Prompt: Among the entries below, find the lines that hold the word "tight" and report them.
Supplied material START
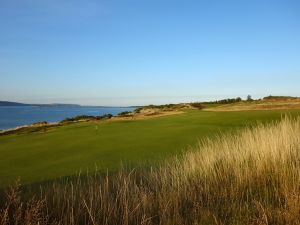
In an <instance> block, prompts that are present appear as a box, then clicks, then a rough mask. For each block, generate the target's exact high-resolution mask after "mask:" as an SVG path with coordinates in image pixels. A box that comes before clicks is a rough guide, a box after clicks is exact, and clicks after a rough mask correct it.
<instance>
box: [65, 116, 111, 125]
mask: <svg viewBox="0 0 300 225" xmlns="http://www.w3.org/2000/svg"><path fill="white" fill-rule="evenodd" d="M112 117H113V115H112V114H104V115H102V116H88V115H79V116H75V117H72V118H66V119H64V120H62V121H61V123H67V122H76V121H80V120H102V119H110V118H112Z"/></svg>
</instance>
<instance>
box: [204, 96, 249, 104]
mask: <svg viewBox="0 0 300 225" xmlns="http://www.w3.org/2000/svg"><path fill="white" fill-rule="evenodd" d="M241 101H243V100H242V98H241V97H237V98H227V99H222V100H216V101H210V102H202V104H231V103H236V102H241Z"/></svg>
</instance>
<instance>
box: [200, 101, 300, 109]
mask: <svg viewBox="0 0 300 225" xmlns="http://www.w3.org/2000/svg"><path fill="white" fill-rule="evenodd" d="M299 108H300V99H298V98H296V99H284V100H280V99H279V100H256V101H253V102H238V103H232V104H224V105H221V106H217V107H210V108H207V109H204V110H205V111H217V112H227V111H228V112H231V111H248V110H275V109H278V110H279V109H281V110H282V109H299Z"/></svg>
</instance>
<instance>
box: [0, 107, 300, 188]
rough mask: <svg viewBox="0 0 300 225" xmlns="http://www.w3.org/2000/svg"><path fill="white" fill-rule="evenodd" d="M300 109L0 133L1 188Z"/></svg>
mask: <svg viewBox="0 0 300 225" xmlns="http://www.w3.org/2000/svg"><path fill="white" fill-rule="evenodd" d="M286 112H289V113H290V114H292V115H300V110H290V111H245V112H202V111H195V110H192V111H188V112H187V113H185V114H180V115H173V116H167V117H160V118H154V119H149V120H139V121H115V122H100V123H99V128H98V130H96V129H95V126H96V124H95V123H78V124H73V125H68V126H63V127H58V128H55V129H53V130H51V131H48V132H45V133H31V134H22V135H9V136H3V137H0V186H1V185H6V184H8V183H9V182H11V181H12V180H14V179H15V178H16V177H18V176H20V177H21V180H22V181H23V182H26V183H29V182H35V181H40V180H43V179H52V178H56V177H59V176H66V175H71V174H74V173H75V172H78V171H79V170H80V169H83V170H85V169H86V168H87V167H89V168H95V165H97V166H98V168H100V169H103V170H105V169H106V168H108V169H109V170H114V169H117V168H118V167H119V166H120V164H121V161H123V163H124V164H133V165H135V164H139V163H142V162H145V161H148V162H153V161H155V160H157V159H160V158H163V157H166V156H169V155H173V154H174V153H178V152H180V151H181V150H182V149H184V148H186V147H187V146H188V145H193V144H195V143H196V141H197V139H199V138H204V137H207V136H211V135H214V134H218V133H219V132H224V131H228V130H233V129H236V128H241V127H244V126H245V125H247V124H249V123H254V122H255V121H257V120H260V121H269V120H273V119H279V118H280V117H281V115H282V114H284V113H286Z"/></svg>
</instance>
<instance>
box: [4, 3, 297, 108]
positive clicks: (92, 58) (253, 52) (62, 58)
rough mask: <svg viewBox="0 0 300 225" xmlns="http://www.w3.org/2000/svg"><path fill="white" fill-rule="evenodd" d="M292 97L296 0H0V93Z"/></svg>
mask: <svg viewBox="0 0 300 225" xmlns="http://www.w3.org/2000/svg"><path fill="white" fill-rule="evenodd" d="M248 94H251V95H252V96H253V97H262V96H266V95H270V94H272V95H294V96H295V95H298V96H300V1H299V0H294V1H291V0H281V1H279V0H278V1H277V0H236V1H230V0H228V1H225V0H219V1H216V0H197V1H196V0H195V1H192V0H181V1H179V0H0V100H10V101H21V102H28V103H54V102H55V103H57V102H59V103H79V104H84V105H142V104H150V103H153V104H158V103H175V102H190V101H201V100H208V99H219V98H227V97H236V96H241V97H243V98H245V97H246V95H248Z"/></svg>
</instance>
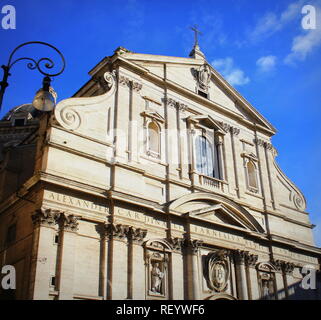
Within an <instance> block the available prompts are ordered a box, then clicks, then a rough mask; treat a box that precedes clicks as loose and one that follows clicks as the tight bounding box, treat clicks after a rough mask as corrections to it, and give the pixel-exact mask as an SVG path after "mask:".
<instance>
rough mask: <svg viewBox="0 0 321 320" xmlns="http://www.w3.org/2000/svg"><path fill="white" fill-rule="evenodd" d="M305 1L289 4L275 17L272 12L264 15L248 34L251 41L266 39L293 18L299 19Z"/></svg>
mask: <svg viewBox="0 0 321 320" xmlns="http://www.w3.org/2000/svg"><path fill="white" fill-rule="evenodd" d="M304 2H305V0H298V1H296V2H293V3H291V4H289V6H288V7H287V8H286V9H285V10H284V11H283V12H281V14H279V15H277V14H276V13H273V12H268V13H266V14H265V15H264V16H263V17H261V18H260V19H259V21H258V22H257V24H256V26H255V27H254V29H253V30H252V31H251V32H250V39H251V40H252V41H259V40H262V39H264V38H268V37H269V36H271V35H273V34H274V33H275V32H277V31H279V30H281V29H283V28H284V26H285V25H287V24H288V23H289V22H291V21H292V20H294V19H295V18H298V19H299V18H301V9H302V6H303V5H304Z"/></svg>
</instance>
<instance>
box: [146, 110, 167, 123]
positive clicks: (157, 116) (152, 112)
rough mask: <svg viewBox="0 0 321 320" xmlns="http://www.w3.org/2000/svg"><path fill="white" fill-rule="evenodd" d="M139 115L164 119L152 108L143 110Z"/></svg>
mask: <svg viewBox="0 0 321 320" xmlns="http://www.w3.org/2000/svg"><path fill="white" fill-rule="evenodd" d="M141 115H142V116H143V117H148V118H151V119H153V120H156V121H159V122H164V121H165V119H164V117H163V116H162V115H160V114H159V113H158V112H157V111H154V110H145V111H144V112H142V113H141Z"/></svg>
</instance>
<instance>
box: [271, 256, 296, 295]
mask: <svg viewBox="0 0 321 320" xmlns="http://www.w3.org/2000/svg"><path fill="white" fill-rule="evenodd" d="M274 264H275V265H276V267H277V269H278V270H281V271H282V278H283V287H284V292H285V298H286V299H289V298H290V294H289V278H290V277H291V274H292V272H293V269H294V264H293V263H291V262H286V261H283V260H276V261H275V263H274ZM278 289H280V288H278Z"/></svg>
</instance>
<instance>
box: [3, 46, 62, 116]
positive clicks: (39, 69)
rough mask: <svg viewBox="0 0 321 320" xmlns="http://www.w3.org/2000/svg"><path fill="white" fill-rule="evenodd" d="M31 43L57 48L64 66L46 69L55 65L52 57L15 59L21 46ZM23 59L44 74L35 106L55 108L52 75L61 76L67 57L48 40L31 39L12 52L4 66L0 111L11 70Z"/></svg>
mask: <svg viewBox="0 0 321 320" xmlns="http://www.w3.org/2000/svg"><path fill="white" fill-rule="evenodd" d="M31 44H40V45H44V46H47V47H50V48H52V49H53V50H55V51H56V52H57V53H58V54H59V56H60V57H61V59H62V67H61V69H60V70H59V72H56V73H49V72H47V70H44V67H45V68H46V69H49V70H50V69H52V68H53V67H54V66H55V64H54V62H53V61H52V60H51V59H50V58H40V59H39V60H35V59H33V58H29V57H22V58H18V59H16V60H13V57H14V54H15V53H16V52H17V50H19V49H20V48H21V47H24V46H27V45H31ZM22 60H27V61H29V62H28V63H27V67H28V68H29V69H30V70H35V69H37V70H38V71H39V72H40V73H41V74H42V75H44V78H43V83H42V84H43V86H42V88H41V89H40V90H38V91H37V93H36V96H35V98H34V100H33V106H34V108H36V109H38V110H41V111H51V110H53V108H54V107H55V100H56V99H55V95H54V93H53V92H52V90H51V89H50V82H51V79H50V77H56V76H59V75H60V74H61V73H63V71H64V70H65V66H66V62H65V58H64V56H63V55H62V53H61V52H60V51H59V50H58V49H57V48H56V47H54V46H53V45H51V44H49V43H46V42H41V41H31V42H25V43H23V44H21V45H19V46H18V47H16V48H15V49H14V50H13V51H12V53H11V54H10V57H9V60H8V63H7V64H6V65H3V66H2V69H3V78H2V81H1V82H0V111H1V106H2V100H3V96H4V93H5V91H6V88H7V87H8V85H9V84H8V78H9V76H11V74H10V70H11V68H12V67H13V66H14V65H15V64H16V63H17V62H18V61H22ZM42 64H44V67H43V66H42Z"/></svg>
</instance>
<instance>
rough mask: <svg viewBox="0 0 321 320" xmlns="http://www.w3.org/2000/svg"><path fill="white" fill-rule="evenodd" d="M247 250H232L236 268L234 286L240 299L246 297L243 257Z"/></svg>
mask: <svg viewBox="0 0 321 320" xmlns="http://www.w3.org/2000/svg"><path fill="white" fill-rule="evenodd" d="M247 254H248V251H242V250H236V251H235V252H234V259H235V269H236V288H237V295H238V298H239V299H240V300H247V299H248V291H247V280H246V270H245V258H246V256H247Z"/></svg>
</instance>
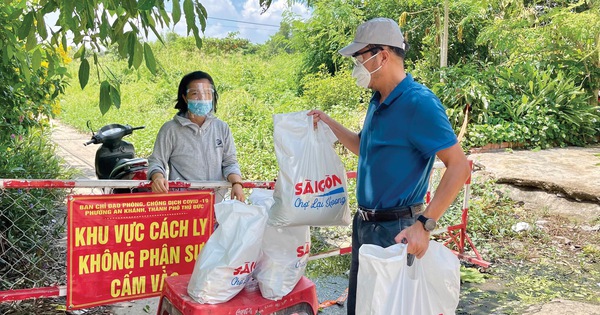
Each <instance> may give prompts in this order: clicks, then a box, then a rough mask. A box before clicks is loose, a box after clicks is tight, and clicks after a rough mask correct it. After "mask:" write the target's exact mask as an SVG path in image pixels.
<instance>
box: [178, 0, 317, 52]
mask: <svg viewBox="0 0 600 315" xmlns="http://www.w3.org/2000/svg"><path fill="white" fill-rule="evenodd" d="M201 3H202V5H204V7H205V8H206V12H207V13H208V20H207V23H206V30H205V33H204V35H205V36H206V37H217V38H223V37H225V36H227V34H228V33H230V32H239V35H238V37H240V38H246V39H248V40H250V41H251V42H253V43H257V44H262V43H264V42H265V41H267V40H268V39H269V37H270V36H271V35H273V34H275V33H276V32H277V31H278V30H279V22H281V19H282V18H283V13H284V11H285V10H286V9H288V4H287V3H288V0H273V2H272V3H271V6H270V7H269V9H268V10H267V12H265V13H263V14H260V12H261V8H260V5H259V0H201ZM290 9H291V11H292V12H293V13H295V14H297V15H298V16H299V17H300V18H308V17H309V16H310V12H309V9H308V8H307V7H306V6H305V5H302V4H297V3H296V4H292V6H291V8H290ZM230 20H234V21H241V22H234V21H230ZM248 22H249V23H248ZM252 23H254V24H252ZM185 31H186V26H185V22H183V23H181V22H180V23H178V24H177V25H176V27H175V32H176V33H178V34H184V33H185Z"/></svg>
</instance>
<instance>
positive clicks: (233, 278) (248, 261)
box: [231, 261, 256, 286]
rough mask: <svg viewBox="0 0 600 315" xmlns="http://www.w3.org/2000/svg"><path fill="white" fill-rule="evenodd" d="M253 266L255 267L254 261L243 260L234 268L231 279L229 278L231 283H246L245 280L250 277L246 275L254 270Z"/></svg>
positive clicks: (238, 283) (242, 284)
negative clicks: (245, 260)
mask: <svg viewBox="0 0 600 315" xmlns="http://www.w3.org/2000/svg"><path fill="white" fill-rule="evenodd" d="M254 268H256V262H254V261H252V262H249V261H247V262H245V263H244V264H243V265H241V266H239V267H237V268H235V269H234V270H233V276H234V277H233V279H231V285H234V286H235V285H244V284H246V282H248V280H249V279H250V277H248V275H249V274H250V273H252V271H254Z"/></svg>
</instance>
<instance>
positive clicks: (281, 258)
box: [248, 189, 310, 301]
mask: <svg viewBox="0 0 600 315" xmlns="http://www.w3.org/2000/svg"><path fill="white" fill-rule="evenodd" d="M248 199H249V200H250V202H251V203H252V204H254V205H261V206H264V207H266V208H267V209H270V208H271V206H272V205H273V203H274V200H273V191H272V190H266V189H253V190H252V193H251V194H250V196H248ZM309 255H310V227H309V226H294V227H274V226H269V225H267V227H266V228H265V233H264V236H263V243H262V249H261V256H260V258H259V259H258V262H257V263H256V269H255V270H254V273H253V277H254V278H255V279H256V280H257V281H258V285H259V288H260V292H261V294H262V296H263V297H264V298H266V299H270V300H275V301H277V300H281V299H282V298H283V297H284V296H286V295H287V294H288V293H290V292H291V291H292V290H293V289H294V287H296V284H298V281H300V278H302V276H303V275H304V271H305V270H306V264H307V263H308V257H309Z"/></svg>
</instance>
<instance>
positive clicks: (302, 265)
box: [294, 242, 310, 268]
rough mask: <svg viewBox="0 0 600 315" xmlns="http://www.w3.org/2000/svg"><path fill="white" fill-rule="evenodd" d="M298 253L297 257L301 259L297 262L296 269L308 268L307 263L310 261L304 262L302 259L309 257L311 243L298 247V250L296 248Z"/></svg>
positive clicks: (308, 243)
mask: <svg viewBox="0 0 600 315" xmlns="http://www.w3.org/2000/svg"><path fill="white" fill-rule="evenodd" d="M296 253H297V255H296V256H297V257H298V258H300V259H299V260H298V261H297V262H296V264H295V265H294V267H296V268H301V267H304V266H306V263H307V262H308V260H304V261H303V259H302V258H303V257H304V256H308V255H309V254H310V242H306V243H304V245H300V246H298V248H296Z"/></svg>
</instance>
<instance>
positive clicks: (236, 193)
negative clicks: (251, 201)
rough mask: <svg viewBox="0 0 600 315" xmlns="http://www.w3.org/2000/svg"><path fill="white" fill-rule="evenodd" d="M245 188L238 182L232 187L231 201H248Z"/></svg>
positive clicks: (234, 184) (241, 184)
mask: <svg viewBox="0 0 600 315" xmlns="http://www.w3.org/2000/svg"><path fill="white" fill-rule="evenodd" d="M243 188H244V187H242V184H240V183H239V182H236V183H234V184H233V186H231V200H234V199H236V200H239V201H241V202H244V201H245V200H246V196H244V189H243Z"/></svg>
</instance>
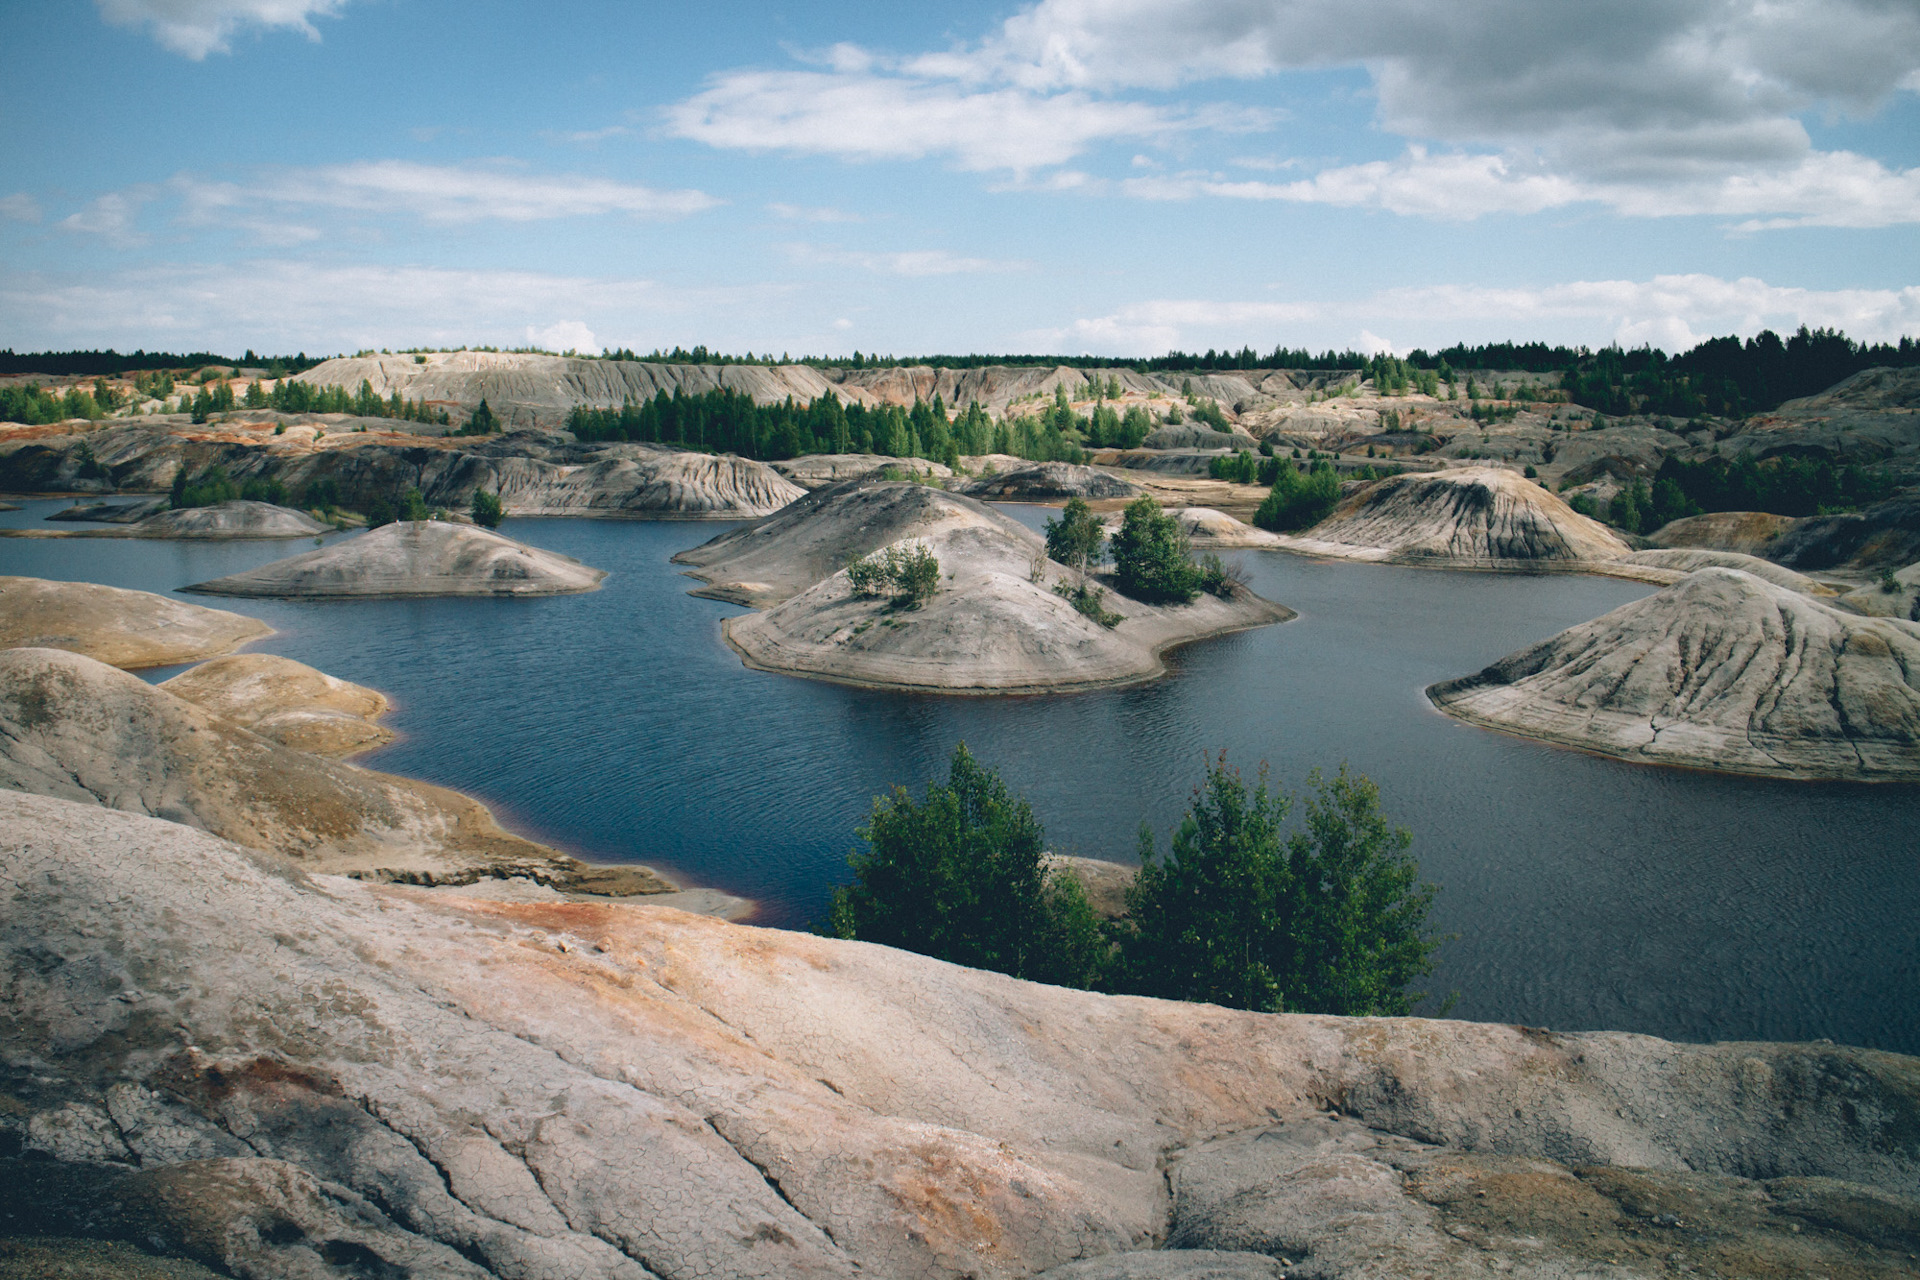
Supplied material END
Task result:
Within an <instance> block the available prompts are ordered a box, then clicks, then a rough mask; treat a box that precedes clicks as loose and one that follows clicks as the tight bounding box, treat clicks after a rough mask as corrections to it, and give the pixel-exact mask as an SVG path after "mask:".
Each <instance> may give prompts in this order: clicks, then a box, then a rough mask. A box before clicks is loose, a box after clicks is tight, and clicks after a rough mask correct it. After "mask:" write the target's exact mask as an SVG path in image pixels.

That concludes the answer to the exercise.